(EXERCISES TO COMPLETE):
1) In the case account of GL, reproduce everything from "On 28 February" down to "with their toys.", swapping "knives" for "blades".
2) In the case account of GL, where did GL obtain the knives used to kill her children?
3) Go on with the case account of GL from the point where it stops.

(TEXT FOR ANALYSIS):
From what emerges from the available sources, GL was a woman born in Brussels, where she lived until the age of 32, then moved with her family to Nivelles, also in Belgium. Married at 24 to a man born in Morocco, she had had 5 children with him, 4 girls and a boy, aged 14, 12, 10, 8 and 3 at the time of the events. After graduating, she worked as a teacher, except for long periods of absence for health reasons or the birth of her children. A certain degree of economic difficulty and housing problems seem to emerge, as well as family tensions relating both to these and to the frequent absences of her husband, who made many trips to Morocco to maintain contact with the family, as, reported by the interested party. These issues were further complicated by the cohabitation with another older male figure, who, according to GL, had also taken on the role of the “economic protector” of the family. GL identifies this figure as significantly responsible for the relational difficulties within the family. There is insufficient information available on this potentially central aspect. But in the story following the murder, none of these problematic areas are described in such detail or emphasized to such a degree that they could have represented a recognizable or specific main causal factor for the dramatic outcome of the story. But upon careful examination some other considerations are possible. From news data, it can be reconstructed that GL is a woman who marries at the age of 24, and changes city at the age of 32, moving from the capital of Belgium to a provincial town seven times smaller than Brussels. The first daughter was born when GL was 42 years old, the second when she was 44, the third at 46 years old, the fourth at 48 years old and the last one at 53 years old. Already in this sequence, many inconsistencies can be observed, but doubts cannot be resolved because of the lack of information about GL’s story.

On 28 February 2007, in an apparently lucid and certainly premeditated way, GL killed, separately her 5 children at home, cutting their throats with knives stolen for this purpose from a shop. The described modality of filicide is that of a sacrificial rite. The children are slaughtered one by one, alone, like Medea’s children, and their bodies are placed in their beds together with their toys.

The episode was told by GL in a type of experience that is difficult to distinguish between the hallucinatory and the dissociative: documents report the sequence of events beginning when she heard a voice saying “the car has started”, the repetitive and seemingly automatic homicidal behaviour, a writing “JUD/Judas” with the blood of a little girl, a finally attempted suicide witout success

Psychiatric aspects

Before the dramatic outcome, there were some anamnestic data of psychiatric interest, these too not emphasized in their previous dimension, such as a diagnosis of “puerperal depression” in 2011, at 44 years old, after the birth of the second daughter and the event, described imprecisely, that GL has undergone outpatient psychiatric treatment since 2005, at the age of 38, six years after moving to Nivelles and four years before the birth of her first child. There are no other diagnoses issued to her either before or after the puerperal depression, nor has there been any report of the recurrence of similar episodes at the end of the three subsequent pregnancies. The regularity or frequency of psychiatric visits is not known, nor is there information on any pharmacological treatments carried out.

(DATA FOR REVIEW):

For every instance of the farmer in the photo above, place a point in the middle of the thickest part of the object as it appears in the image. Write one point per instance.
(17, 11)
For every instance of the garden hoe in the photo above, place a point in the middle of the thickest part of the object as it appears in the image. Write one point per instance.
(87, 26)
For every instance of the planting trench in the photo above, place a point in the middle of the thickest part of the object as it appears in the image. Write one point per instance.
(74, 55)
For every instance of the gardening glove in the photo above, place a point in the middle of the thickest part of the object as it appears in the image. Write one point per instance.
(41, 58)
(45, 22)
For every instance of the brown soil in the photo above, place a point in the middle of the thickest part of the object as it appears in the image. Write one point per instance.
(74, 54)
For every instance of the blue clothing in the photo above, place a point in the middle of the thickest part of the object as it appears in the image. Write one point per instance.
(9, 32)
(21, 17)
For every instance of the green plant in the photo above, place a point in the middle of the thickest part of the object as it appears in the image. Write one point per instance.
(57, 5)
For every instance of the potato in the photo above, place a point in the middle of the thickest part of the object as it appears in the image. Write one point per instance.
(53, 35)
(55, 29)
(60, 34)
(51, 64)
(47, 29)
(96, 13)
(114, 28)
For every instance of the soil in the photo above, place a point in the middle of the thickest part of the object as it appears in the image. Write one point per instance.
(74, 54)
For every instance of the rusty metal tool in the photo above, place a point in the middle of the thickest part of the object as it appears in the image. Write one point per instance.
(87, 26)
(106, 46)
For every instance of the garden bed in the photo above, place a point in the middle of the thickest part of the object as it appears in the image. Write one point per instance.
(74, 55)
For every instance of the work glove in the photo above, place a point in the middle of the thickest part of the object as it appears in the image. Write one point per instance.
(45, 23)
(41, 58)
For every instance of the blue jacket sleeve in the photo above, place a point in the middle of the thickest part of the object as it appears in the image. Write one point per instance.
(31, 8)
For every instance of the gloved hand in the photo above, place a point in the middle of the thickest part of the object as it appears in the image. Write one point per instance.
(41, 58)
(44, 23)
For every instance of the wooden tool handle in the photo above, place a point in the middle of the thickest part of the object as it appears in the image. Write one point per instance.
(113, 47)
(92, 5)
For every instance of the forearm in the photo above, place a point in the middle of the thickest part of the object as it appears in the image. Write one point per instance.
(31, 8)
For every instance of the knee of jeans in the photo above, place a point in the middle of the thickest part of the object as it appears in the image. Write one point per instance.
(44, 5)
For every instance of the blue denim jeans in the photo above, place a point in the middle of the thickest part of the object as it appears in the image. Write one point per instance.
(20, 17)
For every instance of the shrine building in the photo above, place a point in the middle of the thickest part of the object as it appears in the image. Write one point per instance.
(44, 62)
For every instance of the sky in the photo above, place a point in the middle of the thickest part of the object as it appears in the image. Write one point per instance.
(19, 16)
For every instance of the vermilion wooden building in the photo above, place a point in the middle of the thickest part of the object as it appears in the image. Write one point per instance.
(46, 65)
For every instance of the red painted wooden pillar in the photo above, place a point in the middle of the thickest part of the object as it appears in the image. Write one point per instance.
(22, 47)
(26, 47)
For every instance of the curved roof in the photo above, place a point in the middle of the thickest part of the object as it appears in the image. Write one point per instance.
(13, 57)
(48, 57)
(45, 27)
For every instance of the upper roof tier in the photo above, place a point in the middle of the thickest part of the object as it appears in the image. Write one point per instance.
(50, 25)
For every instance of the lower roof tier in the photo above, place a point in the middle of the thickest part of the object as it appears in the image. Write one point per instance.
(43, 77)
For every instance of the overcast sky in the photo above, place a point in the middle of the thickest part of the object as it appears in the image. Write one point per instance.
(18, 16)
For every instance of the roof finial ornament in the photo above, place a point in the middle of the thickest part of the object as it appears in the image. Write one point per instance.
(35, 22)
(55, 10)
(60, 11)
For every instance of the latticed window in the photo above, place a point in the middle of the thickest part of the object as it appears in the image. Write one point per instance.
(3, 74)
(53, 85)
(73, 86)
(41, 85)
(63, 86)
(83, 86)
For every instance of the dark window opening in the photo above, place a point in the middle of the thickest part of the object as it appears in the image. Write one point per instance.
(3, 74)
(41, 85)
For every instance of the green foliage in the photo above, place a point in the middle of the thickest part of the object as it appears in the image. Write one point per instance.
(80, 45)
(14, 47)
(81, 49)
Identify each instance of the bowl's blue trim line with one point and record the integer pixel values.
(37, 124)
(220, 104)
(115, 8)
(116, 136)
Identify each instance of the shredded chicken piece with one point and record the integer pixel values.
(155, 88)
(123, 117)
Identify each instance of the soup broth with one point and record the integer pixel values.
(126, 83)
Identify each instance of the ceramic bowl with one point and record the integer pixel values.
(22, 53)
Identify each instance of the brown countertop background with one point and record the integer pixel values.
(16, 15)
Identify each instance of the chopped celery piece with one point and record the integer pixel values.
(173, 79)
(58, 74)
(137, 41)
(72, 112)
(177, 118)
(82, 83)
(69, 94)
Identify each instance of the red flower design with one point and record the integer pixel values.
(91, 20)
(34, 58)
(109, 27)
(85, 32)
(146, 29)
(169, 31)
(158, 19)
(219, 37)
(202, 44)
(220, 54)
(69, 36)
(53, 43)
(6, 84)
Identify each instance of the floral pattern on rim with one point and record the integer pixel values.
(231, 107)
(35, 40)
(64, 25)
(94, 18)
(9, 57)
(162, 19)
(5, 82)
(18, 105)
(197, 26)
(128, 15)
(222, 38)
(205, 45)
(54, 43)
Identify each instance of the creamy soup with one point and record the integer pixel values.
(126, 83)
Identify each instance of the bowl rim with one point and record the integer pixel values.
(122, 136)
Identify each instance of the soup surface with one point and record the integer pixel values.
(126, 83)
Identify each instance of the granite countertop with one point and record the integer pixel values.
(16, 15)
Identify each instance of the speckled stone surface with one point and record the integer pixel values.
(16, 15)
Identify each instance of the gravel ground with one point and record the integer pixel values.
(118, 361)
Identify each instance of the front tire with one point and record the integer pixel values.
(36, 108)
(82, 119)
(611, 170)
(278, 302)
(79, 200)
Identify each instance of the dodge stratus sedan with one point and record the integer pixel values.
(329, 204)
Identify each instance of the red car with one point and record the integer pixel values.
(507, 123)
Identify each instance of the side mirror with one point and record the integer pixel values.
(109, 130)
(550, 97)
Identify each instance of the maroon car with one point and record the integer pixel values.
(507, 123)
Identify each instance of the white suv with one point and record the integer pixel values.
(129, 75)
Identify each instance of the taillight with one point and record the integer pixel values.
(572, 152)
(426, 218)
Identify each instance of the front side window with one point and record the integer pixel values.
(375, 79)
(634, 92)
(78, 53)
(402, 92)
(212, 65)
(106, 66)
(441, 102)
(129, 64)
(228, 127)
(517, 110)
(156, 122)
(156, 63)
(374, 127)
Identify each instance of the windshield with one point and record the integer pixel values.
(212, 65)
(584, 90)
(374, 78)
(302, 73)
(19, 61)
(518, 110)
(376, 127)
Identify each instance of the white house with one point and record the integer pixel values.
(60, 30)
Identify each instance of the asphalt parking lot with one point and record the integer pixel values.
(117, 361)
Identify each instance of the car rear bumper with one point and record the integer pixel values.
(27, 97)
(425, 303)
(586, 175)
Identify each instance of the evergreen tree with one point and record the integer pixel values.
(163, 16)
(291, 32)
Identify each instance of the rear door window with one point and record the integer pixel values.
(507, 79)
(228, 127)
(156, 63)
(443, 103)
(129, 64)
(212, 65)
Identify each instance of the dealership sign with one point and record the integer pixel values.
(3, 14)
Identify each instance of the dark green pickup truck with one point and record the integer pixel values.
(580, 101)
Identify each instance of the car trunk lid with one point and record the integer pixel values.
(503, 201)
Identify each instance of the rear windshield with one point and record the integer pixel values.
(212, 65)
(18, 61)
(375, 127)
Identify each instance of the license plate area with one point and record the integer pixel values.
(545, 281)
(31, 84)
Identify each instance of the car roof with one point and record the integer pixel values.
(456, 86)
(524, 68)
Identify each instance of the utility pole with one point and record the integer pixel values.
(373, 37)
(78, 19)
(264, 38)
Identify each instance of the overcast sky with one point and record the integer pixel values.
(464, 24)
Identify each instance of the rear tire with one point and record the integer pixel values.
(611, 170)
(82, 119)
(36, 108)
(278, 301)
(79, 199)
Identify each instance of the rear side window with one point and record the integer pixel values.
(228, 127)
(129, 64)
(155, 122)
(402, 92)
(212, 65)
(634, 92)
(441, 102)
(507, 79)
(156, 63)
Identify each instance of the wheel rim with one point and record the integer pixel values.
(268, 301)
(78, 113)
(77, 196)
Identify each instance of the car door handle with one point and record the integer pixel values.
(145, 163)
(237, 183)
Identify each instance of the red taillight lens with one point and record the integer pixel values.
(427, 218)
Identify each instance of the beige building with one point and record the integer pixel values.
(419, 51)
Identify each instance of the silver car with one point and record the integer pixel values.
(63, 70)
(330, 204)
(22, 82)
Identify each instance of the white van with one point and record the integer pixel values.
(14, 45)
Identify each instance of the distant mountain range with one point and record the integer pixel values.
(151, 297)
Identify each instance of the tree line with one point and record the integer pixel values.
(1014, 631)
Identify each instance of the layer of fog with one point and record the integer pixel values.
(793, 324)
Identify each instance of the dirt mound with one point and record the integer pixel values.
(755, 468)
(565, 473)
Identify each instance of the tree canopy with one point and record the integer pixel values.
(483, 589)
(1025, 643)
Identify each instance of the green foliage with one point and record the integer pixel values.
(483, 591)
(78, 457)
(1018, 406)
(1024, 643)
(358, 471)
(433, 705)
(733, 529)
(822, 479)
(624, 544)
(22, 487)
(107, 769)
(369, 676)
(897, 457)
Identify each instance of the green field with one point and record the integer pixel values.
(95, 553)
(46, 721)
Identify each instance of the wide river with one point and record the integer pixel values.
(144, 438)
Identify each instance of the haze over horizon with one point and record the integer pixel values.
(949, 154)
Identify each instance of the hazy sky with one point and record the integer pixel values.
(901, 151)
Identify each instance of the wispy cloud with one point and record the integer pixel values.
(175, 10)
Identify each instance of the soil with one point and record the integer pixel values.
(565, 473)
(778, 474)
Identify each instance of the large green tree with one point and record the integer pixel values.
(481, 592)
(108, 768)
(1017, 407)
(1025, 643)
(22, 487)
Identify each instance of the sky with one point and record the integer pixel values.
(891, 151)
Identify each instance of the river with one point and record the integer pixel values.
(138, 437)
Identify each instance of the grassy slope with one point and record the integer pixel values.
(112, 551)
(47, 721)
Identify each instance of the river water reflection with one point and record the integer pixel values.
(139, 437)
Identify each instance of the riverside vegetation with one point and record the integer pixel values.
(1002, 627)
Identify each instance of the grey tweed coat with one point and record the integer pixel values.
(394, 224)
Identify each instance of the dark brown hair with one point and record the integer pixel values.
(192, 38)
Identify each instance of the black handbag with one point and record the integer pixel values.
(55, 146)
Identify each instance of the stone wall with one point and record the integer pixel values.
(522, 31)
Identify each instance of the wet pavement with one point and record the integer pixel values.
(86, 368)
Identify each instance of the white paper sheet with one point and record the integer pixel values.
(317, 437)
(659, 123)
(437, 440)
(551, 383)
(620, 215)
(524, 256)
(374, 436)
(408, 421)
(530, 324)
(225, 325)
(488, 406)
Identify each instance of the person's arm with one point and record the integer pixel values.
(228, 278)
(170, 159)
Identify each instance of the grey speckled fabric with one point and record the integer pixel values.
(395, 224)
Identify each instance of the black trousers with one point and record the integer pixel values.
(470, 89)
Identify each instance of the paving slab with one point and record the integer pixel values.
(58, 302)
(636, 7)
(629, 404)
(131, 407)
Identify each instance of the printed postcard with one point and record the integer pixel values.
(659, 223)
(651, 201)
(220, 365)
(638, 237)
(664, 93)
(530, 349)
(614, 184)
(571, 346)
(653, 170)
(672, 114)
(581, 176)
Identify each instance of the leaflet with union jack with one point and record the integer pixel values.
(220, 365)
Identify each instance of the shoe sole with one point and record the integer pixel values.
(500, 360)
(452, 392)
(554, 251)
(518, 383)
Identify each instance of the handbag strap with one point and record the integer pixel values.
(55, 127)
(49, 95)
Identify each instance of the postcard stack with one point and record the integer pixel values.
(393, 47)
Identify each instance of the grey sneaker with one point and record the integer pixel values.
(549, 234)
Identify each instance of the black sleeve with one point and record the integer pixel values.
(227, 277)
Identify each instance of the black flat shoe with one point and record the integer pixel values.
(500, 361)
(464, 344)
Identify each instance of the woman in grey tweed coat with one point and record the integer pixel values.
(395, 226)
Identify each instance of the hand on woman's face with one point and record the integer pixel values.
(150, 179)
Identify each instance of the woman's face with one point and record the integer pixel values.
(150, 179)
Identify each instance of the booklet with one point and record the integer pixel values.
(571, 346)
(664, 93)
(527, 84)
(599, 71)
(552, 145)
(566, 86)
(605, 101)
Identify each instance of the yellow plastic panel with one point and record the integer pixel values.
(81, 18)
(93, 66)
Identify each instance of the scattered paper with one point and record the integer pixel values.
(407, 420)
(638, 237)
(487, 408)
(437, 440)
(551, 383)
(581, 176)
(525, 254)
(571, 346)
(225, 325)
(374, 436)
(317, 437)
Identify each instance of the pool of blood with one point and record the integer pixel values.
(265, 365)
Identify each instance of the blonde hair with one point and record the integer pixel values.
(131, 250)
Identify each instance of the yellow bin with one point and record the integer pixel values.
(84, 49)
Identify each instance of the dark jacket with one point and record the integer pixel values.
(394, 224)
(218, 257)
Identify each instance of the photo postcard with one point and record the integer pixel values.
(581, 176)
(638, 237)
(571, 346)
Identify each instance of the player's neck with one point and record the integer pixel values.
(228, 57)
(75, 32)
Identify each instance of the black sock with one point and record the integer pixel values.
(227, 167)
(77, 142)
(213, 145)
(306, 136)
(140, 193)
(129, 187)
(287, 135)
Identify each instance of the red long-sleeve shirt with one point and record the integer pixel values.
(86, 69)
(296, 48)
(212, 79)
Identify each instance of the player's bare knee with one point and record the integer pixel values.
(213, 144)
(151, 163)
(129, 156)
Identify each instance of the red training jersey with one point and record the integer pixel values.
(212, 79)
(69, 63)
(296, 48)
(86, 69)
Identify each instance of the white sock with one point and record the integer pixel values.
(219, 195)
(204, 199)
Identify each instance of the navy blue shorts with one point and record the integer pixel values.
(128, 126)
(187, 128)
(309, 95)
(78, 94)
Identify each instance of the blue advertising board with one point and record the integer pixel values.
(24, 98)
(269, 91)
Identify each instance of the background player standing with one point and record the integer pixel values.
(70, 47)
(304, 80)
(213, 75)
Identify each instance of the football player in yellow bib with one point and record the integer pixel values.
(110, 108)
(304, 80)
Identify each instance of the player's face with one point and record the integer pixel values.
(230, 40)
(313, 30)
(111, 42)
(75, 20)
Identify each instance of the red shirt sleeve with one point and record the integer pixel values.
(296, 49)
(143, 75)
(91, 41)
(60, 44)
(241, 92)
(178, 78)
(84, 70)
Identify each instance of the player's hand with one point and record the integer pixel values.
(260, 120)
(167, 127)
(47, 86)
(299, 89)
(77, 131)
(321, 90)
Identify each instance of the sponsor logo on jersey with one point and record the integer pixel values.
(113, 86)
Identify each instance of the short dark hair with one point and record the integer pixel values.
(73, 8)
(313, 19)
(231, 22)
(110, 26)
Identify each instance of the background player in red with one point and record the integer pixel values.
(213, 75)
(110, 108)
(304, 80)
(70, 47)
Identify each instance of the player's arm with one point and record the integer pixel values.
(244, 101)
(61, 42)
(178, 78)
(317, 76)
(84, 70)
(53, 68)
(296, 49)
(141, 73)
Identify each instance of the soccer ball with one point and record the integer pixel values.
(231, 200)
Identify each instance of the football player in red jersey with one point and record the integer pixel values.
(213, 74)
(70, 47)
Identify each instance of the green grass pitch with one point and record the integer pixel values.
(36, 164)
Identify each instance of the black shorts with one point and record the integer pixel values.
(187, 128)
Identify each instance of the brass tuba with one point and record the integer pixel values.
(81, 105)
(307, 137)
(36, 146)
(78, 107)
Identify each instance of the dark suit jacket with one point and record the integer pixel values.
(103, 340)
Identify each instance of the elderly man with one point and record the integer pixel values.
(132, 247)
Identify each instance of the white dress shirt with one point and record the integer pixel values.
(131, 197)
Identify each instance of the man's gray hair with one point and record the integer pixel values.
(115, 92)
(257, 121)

(EXPECTED RESPONSES):
1)
On 28 February 2007, in an apparently lucid and certainly premeditated way, GL killed, separately her 5 children at home, cutting their throats with blades stolen for this purpose from a shop. The described modality of filicide is that of a sacrificial rite. The children are slaughtered one by one, alone, like Medea’s children, and their bodies are placed in their beds together with their toys.

2) She stole them from a shop for that purpose.

3)
It is possible that the family distress, mentioned several times by GL, played not only as an external reality but also in the subjective experience a central role in accentuating the condition of mental suffering, also from what emerges from a letter sent by GL to a friend immediately before the murder, in which the most relevant factors of family suffering are described.

The incompleteness of the information does not allow a certain a posteriori psychiatric diagnosis. No data are available on GL’s personality structure, which was probably fragile and, based on the reconstruction of events, characterized by aspects of affective instability, sensitivity to abandonment, intense emotional reactivity, and a tendency towards dissociative experiences. Just as there is no information, certainly more difficult to obtain, on her relational modalities, in particular with her husband, and on her corresponding emotional experience. But the poor available anamnestic data and the account of the methods and subjective experience of the multiple homicides would seem indicative of a depressive disorder which arose at least in 2011, at the age of 44, in the form of a puerperal depression, on the course of which there is no certain information, if not those of more than a year of absence from work and the unspecified psychiatric treatment followed in recent years.

The drama of the final gesture suggests the hypothesis of a very serious depressive flare-up, perhaps partly secondary to the experience of the husband’s repeated absences, with the consequent experience of abandonment, and to the problems of family cohabitation, the appearance of homicidal and suicidal ideation perhaps also based on a psychotic distortion of the judgment of reality, as suggested by the reported experience of auditory hallucinations at the moment of the homicides, the writing with blood following these, etc.

But beyond the albeit adequate assessments of a formally psychiatric nature, some other considerations can help shed light on a case in which the obscurity of information appears to be a dominant feature. GL was objectively alone for long periods and probably felt left alone to face a life full of difficulties. The mythical figure of Medea hovers over her history and provides some hypothetical interpretations. Against the background of all this tragedy, the figure of the husband appears, who in GL’s subjective experience and story is configured based on his absence, which seems to be complemented by GL’s emotional and social loneliness.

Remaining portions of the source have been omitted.